CJ Nickolas Taekwondo
US Performance Center/USA Taekwondo

CJ Nickolas became the first American man to win a world taekwondo championships medal since 2009, taking silver in the 80kg division in Baku, Azerbaijan, on Wednesday.

Nickolas, 21, beat Olympic bronze medalist Seif Eissa of Egypt in the semifinals, then dropped the final to Italian Simone Alessio, the world’s top-ranked man in the division. Nickolas is ranked third in the world at 80kg.

Nickolas moved up to the senior ranks after taking silver at the 2018 World Junior Championships in the 68kg division. He lost in the round of 32 at the last two worlds in 2019 and 2022, but did take bronze at a Grand Prix last September in the 2024 Olympic host city of Paris.

At the Tokyo Games, the U.S. had zero male taekwondo athletes at an Olympics for the first time since it debuted as a medal sport in 2000.

Anastasija Zolotic took gold for the U.S. women in Tokyo but is not at worlds after February right hip surgery. She is back in training.

Makayla Greenwood is the 2022 World champion at the non-Olympic 53kg, which is the weight just below Zolotic’s 57kg. Greenwood, who is due to compete at worlds on Sunday, must move up to 57kg or down to 49kg for an Olympic pursuit.

A nation can enter no more than one athlete per division at the Olympics.

# [Given entries]
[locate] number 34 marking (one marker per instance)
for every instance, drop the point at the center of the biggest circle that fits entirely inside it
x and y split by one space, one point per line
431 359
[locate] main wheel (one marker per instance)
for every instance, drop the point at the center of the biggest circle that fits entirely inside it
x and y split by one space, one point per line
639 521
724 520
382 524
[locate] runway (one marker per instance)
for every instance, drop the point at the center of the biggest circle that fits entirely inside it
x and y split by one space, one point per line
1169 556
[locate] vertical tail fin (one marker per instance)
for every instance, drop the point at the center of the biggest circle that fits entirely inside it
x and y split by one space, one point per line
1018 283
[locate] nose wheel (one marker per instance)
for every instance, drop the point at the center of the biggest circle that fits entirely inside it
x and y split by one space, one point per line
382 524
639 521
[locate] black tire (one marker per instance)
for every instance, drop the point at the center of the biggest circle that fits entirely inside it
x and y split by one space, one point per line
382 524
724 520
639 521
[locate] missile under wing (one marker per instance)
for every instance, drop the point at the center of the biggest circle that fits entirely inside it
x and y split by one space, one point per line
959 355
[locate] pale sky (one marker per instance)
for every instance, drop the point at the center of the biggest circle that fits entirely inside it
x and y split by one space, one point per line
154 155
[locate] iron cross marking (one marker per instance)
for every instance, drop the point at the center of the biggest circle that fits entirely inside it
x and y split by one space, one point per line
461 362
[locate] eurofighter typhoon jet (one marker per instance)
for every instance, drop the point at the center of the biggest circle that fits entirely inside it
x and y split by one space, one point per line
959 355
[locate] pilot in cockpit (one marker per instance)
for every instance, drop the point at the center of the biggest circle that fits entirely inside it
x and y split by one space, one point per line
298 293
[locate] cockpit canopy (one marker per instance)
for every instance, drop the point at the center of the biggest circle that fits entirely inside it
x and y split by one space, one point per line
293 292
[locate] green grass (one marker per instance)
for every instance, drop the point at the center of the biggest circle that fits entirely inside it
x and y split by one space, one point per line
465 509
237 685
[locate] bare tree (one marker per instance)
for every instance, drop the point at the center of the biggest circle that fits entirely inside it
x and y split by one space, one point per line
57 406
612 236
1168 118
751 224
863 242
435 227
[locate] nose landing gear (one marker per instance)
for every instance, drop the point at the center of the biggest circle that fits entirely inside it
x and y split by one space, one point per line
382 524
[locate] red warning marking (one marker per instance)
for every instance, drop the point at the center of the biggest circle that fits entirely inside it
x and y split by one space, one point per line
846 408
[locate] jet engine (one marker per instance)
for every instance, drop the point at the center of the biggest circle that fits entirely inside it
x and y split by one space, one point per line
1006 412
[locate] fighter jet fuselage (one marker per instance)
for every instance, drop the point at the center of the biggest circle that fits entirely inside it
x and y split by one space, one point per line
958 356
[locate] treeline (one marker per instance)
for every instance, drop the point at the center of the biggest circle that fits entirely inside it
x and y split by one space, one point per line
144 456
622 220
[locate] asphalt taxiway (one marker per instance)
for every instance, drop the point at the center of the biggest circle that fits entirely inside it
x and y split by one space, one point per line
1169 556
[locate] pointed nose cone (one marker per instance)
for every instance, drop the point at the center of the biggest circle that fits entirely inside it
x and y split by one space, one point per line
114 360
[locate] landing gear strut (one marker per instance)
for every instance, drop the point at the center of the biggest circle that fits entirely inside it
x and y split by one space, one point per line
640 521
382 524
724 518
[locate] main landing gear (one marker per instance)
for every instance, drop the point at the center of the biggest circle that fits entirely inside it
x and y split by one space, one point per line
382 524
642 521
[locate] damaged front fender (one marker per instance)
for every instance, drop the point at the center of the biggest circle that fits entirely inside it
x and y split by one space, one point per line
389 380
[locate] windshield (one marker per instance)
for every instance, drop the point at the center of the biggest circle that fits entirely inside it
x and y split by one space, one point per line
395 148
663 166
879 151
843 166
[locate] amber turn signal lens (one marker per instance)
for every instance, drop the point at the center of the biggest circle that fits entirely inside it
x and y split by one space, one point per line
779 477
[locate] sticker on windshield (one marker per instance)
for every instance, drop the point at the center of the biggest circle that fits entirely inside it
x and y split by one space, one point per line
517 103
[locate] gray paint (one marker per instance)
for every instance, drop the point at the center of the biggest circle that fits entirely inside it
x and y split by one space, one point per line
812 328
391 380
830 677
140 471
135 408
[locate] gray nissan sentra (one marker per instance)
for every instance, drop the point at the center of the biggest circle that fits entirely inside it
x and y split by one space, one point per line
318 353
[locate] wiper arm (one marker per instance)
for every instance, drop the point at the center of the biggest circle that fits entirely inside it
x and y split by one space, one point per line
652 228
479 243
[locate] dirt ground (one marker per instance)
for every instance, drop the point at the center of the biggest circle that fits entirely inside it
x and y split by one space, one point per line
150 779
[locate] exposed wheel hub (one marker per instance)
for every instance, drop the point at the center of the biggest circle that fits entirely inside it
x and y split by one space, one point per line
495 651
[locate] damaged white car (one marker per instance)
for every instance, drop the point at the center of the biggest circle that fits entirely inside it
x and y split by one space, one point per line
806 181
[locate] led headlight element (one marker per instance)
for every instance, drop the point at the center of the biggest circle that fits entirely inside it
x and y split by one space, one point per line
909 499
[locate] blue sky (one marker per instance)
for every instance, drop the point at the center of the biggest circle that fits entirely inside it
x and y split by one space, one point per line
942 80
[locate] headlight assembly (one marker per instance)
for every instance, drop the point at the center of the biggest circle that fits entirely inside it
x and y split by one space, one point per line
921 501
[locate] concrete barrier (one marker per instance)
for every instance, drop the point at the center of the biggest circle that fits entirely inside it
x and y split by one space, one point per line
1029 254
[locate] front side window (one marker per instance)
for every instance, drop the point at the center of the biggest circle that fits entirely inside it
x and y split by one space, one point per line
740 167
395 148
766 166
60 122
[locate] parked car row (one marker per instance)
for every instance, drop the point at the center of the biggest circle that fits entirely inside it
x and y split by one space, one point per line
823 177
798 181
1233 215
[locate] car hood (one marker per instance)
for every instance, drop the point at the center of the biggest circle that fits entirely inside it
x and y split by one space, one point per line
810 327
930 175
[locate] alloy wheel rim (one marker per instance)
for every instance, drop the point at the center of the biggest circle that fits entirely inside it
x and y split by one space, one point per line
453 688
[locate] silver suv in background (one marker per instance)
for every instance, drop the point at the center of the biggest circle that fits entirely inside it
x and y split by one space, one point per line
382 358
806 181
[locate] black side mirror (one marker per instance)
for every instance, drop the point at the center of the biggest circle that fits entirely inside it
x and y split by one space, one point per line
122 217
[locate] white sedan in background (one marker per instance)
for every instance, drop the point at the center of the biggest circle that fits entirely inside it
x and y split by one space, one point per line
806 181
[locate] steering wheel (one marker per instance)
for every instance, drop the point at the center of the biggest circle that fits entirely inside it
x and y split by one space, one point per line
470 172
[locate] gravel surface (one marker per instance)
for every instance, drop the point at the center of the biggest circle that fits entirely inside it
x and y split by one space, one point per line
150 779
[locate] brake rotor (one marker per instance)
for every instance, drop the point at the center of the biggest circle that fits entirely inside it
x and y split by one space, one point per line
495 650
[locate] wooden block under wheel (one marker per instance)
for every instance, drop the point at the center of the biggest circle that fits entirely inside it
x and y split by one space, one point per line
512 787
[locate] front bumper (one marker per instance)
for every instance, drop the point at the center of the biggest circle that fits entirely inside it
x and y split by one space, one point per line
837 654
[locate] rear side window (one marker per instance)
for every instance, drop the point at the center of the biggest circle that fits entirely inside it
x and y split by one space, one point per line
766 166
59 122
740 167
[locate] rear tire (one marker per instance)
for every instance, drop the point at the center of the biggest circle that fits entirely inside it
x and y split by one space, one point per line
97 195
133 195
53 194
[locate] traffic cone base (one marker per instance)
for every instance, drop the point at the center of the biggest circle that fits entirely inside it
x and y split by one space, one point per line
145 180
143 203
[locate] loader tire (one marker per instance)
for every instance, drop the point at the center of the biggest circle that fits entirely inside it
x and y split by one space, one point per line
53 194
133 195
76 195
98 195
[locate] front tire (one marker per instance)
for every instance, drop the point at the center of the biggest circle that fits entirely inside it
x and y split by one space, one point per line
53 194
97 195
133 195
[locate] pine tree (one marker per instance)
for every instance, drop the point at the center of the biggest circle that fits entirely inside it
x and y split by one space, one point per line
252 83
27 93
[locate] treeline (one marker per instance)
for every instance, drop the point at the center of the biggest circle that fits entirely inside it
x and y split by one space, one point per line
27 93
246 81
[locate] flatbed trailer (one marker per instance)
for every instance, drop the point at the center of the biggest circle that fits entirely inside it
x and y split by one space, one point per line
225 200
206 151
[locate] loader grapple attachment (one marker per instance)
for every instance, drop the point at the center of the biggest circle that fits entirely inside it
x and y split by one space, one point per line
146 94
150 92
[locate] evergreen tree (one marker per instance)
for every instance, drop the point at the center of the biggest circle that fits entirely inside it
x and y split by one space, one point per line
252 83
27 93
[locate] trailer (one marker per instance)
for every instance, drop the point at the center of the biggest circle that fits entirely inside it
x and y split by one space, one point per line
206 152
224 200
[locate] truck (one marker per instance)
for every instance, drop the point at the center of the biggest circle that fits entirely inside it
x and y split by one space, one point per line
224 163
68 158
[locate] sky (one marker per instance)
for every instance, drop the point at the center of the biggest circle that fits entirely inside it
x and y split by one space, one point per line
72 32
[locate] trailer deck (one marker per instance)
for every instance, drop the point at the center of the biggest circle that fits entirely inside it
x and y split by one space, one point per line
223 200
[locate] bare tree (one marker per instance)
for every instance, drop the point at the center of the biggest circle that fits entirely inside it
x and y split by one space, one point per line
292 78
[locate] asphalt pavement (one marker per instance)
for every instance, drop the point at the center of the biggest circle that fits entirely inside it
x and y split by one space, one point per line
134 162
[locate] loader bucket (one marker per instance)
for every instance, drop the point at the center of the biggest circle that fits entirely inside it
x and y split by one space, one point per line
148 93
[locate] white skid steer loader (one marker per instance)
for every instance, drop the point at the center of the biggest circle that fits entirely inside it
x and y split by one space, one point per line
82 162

# [Exercise objective]
Transcribe the entire text about CJ Nickolas's world taekwondo silver medal word for word. Ignore the data; it has nothing to do with this work.

# [Completed exercise]
CJ Nickolas Taekwondo
US Performance Center/USA Taekwondo

CJ Nickolas became the first American man to win a world taekwondo championships medal since 2009, taking silver in the 80kg division in Baku, Azerbaijan, on Wednesday.

Nickolas, 21, beat Olympic bronze medalist Seif Eissa of Egypt in the semifinals, then dropped the final to Italian Simone Alessio, the world’s top-ranked man in the division. Nickolas is ranked third in the world at 80kg.

Nickolas moved up to the senior ranks after taking silver at the 2018 World Junior Championships in the 68kg division. He lost in the round of 32 at the last two worlds in 2019 and 2022, but did take bronze at a Grand Prix last September in the 2024 Olympic host city of Paris.

At the Tokyo Games, the U.S. had zero male taekwondo athletes at an Olympics for the first time since it debuted as a medal sport in 2000.

Anastasija Zolotic took gold for the U.S. women in Tokyo but is not at worlds after February right hip surgery. She is back in training.

Makayla Greenwood is the 2022 World champion at the non-Olympic 53kg, which is the weight just below Zolotic’s 57kg. Greenwood, who is due to compete at worlds on Sunday, must move up to 57kg or down to 49kg for an Olympic pursuit.

A nation can enter no more than one athlete per division at the Olympics.